- **Data items**:
•••••
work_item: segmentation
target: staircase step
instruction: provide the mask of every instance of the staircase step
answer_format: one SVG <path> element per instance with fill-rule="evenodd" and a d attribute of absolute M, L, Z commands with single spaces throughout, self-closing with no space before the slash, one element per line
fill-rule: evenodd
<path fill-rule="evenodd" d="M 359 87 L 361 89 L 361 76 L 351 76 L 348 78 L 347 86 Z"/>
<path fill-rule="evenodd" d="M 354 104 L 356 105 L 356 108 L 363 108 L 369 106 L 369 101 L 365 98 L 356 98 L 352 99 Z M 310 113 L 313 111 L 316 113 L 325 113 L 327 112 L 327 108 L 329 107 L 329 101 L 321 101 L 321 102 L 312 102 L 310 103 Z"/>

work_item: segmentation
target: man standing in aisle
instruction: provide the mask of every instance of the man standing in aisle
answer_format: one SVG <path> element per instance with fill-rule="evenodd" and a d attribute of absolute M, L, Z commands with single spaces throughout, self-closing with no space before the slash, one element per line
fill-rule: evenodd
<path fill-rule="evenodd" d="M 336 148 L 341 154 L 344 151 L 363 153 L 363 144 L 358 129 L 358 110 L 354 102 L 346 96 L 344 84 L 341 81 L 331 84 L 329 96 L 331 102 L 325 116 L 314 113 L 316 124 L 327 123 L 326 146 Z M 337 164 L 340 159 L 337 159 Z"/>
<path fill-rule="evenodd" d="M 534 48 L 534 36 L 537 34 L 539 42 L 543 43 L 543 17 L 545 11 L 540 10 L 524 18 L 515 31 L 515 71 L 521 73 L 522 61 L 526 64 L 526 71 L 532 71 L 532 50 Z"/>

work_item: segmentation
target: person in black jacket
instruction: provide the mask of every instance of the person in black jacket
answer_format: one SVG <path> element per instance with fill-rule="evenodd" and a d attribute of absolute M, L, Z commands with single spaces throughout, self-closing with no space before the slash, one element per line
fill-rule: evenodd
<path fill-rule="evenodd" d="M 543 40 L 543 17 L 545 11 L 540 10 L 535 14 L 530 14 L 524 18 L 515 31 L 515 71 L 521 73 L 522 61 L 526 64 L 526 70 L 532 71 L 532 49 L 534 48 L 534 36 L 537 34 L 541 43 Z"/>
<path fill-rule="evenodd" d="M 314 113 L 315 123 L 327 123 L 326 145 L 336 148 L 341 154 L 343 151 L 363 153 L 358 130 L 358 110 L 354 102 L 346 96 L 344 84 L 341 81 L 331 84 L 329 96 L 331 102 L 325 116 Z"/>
•••••
Set down again, word for word, the stretch of records from the line with "instruction: provide the mask of every instance of the staircase" to the line with "instruction: provide the mask of every instance of the man", both of those lines included.

instruction: provide the mask of every instance of the staircase step
answer_format: one SVG <path> element per instance with fill-rule="evenodd" and a d attribute of absolute M, L, Z commands with single spaces throughout, self-closing with no space before the slash, one element per line
fill-rule: evenodd
<path fill-rule="evenodd" d="M 359 87 L 361 89 L 361 76 L 351 76 L 348 78 L 347 86 Z"/>
<path fill-rule="evenodd" d="M 354 104 L 356 105 L 356 108 L 363 108 L 369 106 L 369 101 L 365 98 L 356 98 L 352 99 Z M 310 113 L 313 111 L 316 113 L 325 113 L 327 112 L 327 108 L 329 107 L 329 101 L 321 101 L 321 102 L 312 102 L 310 103 Z"/>

work_item: segmentation
target: man standing in aisle
instruction: provide the mask of every instance of the man standing in aisle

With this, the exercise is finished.